WORK REQUIRED
Could you reproduce the records verbatim from the very beginning through the line containing "7L422 22L403 90L415", including both ends and leaving the pictures out?

(SOURCE MATERIAL Opens)

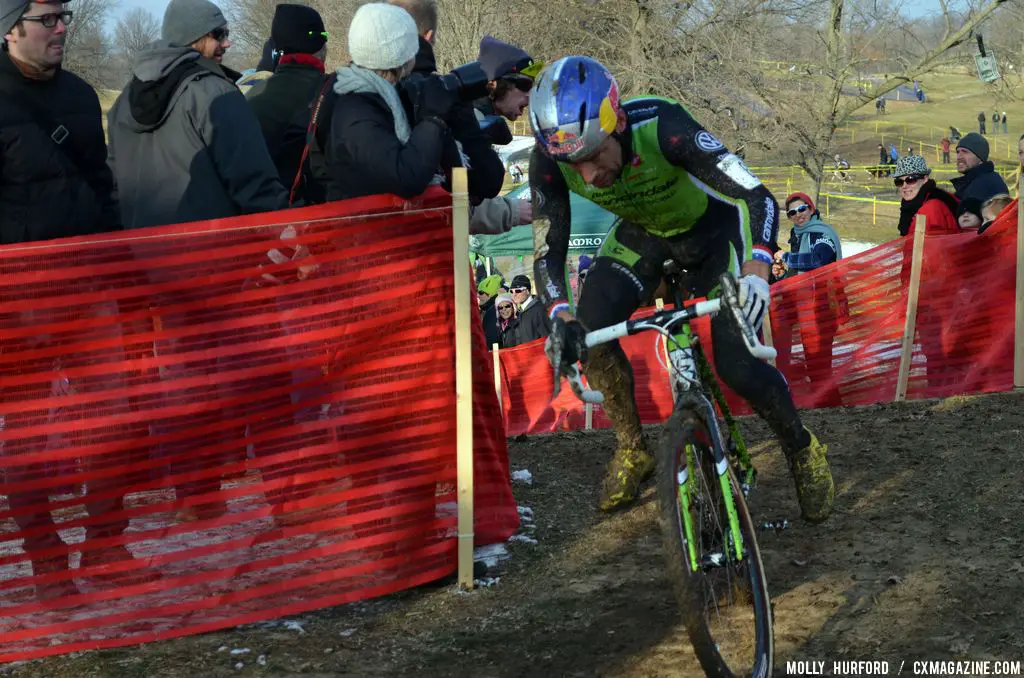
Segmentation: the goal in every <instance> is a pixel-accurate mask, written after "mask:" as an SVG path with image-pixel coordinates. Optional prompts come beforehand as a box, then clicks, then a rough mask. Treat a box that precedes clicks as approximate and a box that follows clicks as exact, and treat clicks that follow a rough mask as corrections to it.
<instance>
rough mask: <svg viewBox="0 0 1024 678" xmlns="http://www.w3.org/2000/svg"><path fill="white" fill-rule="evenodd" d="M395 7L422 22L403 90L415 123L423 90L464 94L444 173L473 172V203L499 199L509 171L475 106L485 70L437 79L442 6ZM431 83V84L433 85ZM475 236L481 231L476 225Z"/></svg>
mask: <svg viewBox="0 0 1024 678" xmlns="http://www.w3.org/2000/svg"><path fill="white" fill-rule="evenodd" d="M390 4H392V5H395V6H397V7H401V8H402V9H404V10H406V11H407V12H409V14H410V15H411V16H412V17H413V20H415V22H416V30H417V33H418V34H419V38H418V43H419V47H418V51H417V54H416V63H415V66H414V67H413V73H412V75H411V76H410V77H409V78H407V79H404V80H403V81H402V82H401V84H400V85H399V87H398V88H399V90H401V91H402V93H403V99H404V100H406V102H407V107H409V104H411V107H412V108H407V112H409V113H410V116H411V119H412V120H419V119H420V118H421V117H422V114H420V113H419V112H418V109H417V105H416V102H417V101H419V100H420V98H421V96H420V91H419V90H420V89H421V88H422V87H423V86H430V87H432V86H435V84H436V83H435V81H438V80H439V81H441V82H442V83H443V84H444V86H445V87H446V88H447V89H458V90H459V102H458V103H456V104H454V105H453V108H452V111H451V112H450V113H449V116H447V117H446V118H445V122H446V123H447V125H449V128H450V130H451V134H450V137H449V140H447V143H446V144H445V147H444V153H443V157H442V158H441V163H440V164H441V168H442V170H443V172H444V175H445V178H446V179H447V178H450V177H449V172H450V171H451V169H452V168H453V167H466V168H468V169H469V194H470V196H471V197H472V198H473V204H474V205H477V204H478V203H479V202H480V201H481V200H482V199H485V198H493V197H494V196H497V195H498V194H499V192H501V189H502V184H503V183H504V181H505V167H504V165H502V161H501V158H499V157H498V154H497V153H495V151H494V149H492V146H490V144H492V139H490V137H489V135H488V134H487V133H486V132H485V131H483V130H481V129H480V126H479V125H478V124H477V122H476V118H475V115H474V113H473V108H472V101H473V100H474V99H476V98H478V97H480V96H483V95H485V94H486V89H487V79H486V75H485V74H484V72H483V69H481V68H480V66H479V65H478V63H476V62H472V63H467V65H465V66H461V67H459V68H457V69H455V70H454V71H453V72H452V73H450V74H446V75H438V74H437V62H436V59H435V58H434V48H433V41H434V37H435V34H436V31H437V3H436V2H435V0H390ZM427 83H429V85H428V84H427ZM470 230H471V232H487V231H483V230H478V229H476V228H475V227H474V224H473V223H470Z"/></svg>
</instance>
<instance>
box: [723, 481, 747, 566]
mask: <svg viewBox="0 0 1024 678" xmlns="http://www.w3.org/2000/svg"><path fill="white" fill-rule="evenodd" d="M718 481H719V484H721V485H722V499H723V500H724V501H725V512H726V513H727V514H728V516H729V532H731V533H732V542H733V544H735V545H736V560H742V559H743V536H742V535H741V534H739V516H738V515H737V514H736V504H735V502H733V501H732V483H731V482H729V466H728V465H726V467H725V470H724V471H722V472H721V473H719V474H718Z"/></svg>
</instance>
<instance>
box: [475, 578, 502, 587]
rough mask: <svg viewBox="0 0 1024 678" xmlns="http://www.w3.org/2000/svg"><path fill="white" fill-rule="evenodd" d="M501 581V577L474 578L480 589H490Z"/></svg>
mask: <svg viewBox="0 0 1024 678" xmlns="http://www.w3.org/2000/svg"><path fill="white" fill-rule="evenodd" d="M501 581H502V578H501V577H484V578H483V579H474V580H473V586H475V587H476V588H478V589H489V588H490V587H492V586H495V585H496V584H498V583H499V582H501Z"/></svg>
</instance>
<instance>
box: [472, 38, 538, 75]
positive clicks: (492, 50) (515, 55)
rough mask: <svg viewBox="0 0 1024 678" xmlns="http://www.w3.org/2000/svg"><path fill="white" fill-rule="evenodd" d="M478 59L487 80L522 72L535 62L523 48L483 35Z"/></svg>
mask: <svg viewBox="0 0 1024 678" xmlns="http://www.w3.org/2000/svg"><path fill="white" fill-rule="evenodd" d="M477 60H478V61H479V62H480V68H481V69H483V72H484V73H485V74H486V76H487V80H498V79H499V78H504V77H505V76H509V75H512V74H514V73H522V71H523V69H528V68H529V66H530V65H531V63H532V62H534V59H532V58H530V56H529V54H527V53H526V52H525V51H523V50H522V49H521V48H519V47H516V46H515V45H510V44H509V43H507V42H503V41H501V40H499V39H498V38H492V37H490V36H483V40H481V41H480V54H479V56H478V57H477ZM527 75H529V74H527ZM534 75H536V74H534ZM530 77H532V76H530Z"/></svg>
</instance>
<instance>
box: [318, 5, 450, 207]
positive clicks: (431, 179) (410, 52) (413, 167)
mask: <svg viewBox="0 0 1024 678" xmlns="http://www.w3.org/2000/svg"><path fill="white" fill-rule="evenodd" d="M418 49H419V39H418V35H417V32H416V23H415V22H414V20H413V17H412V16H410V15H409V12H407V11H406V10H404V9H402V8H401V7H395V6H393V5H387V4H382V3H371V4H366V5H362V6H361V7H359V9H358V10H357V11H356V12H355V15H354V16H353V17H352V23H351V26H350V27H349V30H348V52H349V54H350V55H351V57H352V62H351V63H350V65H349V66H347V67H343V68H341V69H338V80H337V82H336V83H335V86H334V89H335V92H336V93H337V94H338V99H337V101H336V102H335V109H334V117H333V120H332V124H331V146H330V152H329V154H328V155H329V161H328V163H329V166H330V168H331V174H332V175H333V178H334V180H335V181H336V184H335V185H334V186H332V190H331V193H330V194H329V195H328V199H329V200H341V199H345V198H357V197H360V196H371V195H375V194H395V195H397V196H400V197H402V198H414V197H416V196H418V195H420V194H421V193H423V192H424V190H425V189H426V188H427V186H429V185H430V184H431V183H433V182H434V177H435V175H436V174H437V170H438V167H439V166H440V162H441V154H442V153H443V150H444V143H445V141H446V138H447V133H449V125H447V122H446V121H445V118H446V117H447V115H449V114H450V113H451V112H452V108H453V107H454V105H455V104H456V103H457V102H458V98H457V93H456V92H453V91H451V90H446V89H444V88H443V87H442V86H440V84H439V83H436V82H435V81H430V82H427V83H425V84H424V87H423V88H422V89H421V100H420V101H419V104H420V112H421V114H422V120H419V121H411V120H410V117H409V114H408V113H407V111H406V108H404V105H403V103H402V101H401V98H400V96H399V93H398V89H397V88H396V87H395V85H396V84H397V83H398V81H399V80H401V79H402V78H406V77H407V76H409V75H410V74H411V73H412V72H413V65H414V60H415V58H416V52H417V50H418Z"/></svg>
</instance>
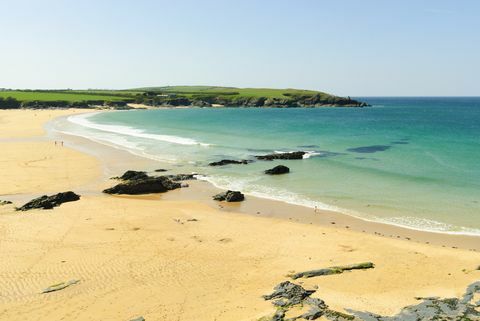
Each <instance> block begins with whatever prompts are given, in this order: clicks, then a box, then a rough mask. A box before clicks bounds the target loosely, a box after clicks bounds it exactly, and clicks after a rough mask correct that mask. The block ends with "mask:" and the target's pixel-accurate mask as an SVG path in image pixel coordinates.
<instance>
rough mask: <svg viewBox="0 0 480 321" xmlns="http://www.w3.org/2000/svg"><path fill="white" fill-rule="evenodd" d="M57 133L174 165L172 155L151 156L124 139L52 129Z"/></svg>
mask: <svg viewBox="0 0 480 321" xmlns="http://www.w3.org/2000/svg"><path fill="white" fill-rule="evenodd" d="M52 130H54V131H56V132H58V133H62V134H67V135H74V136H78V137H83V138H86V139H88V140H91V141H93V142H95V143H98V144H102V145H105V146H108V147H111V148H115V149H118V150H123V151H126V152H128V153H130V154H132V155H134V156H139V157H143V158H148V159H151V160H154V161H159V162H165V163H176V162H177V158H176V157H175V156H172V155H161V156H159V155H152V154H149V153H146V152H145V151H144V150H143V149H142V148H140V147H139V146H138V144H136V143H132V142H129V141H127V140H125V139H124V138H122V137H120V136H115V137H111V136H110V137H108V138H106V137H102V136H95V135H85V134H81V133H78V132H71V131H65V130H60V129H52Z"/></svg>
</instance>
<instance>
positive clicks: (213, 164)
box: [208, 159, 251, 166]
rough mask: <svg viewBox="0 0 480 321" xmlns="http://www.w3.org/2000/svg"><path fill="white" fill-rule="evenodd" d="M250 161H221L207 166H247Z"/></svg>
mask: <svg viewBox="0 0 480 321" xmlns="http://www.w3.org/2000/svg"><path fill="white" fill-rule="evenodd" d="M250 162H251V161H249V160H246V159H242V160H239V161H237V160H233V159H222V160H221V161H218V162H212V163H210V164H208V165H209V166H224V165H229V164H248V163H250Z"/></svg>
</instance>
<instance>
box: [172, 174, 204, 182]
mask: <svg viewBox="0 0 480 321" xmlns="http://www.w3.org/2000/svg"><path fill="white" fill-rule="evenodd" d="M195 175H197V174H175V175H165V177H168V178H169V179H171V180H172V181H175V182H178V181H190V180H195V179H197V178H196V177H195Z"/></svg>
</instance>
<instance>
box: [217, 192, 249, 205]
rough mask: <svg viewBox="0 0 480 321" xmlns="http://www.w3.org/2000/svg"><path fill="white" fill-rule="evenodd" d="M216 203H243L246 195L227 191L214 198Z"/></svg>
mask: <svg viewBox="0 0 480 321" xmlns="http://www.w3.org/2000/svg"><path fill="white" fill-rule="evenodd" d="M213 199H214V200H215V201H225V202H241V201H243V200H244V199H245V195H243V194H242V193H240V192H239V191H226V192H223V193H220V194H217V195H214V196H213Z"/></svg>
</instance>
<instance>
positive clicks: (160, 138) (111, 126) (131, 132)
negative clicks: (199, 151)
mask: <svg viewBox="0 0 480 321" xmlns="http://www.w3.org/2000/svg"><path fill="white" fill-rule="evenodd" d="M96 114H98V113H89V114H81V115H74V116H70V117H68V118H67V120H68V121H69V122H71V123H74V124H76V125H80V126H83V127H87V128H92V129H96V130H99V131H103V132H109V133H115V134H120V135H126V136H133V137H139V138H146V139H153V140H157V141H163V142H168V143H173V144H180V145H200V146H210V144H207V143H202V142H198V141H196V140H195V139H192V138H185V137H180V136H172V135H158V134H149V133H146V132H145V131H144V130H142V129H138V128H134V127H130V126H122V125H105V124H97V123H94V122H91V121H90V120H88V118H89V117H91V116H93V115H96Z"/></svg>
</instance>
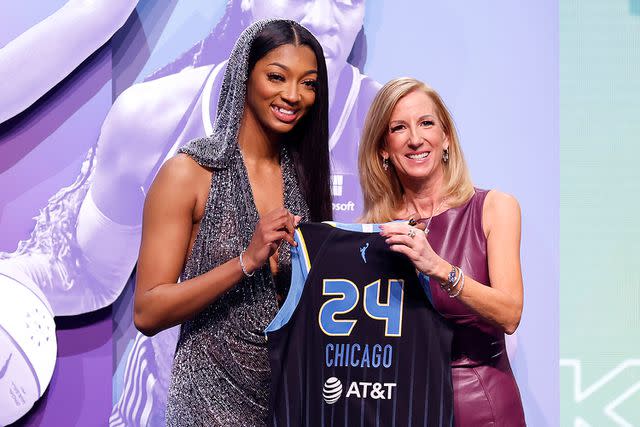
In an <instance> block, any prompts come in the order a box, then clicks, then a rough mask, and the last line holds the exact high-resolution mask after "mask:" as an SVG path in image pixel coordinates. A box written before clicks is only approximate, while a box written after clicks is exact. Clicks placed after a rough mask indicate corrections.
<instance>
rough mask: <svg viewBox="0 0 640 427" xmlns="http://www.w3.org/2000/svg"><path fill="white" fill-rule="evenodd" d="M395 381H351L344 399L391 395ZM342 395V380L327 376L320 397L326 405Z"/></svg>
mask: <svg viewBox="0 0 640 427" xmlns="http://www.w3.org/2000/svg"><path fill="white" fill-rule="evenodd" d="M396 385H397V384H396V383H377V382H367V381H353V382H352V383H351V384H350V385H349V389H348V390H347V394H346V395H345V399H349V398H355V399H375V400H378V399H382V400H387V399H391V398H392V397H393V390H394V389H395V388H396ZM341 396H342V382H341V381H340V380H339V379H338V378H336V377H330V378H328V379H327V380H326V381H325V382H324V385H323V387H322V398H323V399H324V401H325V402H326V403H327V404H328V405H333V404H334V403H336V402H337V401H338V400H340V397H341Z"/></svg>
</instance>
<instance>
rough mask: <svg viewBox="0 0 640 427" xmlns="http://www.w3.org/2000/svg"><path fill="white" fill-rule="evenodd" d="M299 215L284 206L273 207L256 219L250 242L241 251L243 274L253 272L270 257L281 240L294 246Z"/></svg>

(SOURCE MATERIAL Closes)

PROBLEM SOLUTION
Segmentation: the goal in every <instance> is a pixel-accurate mask, written after "mask:" as an SVG path with image-pixel coordinates. Optional prompts come beforehand as a box, then clicks, then a rough mask. Treat a box that precedes clicks as approximate and a box that follows clicks as exact, and treat clicks that follow a rough mask as corrections to it.
<instance>
rough mask: <svg viewBox="0 0 1024 678" xmlns="http://www.w3.org/2000/svg"><path fill="white" fill-rule="evenodd" d="M395 7L422 22L403 90L415 123L423 90L464 94L444 173L473 172V203L499 199L509 171L475 106L485 70L437 79L442 6ZM431 83V84L433 85ZM475 236L481 231L476 225Z"/></svg>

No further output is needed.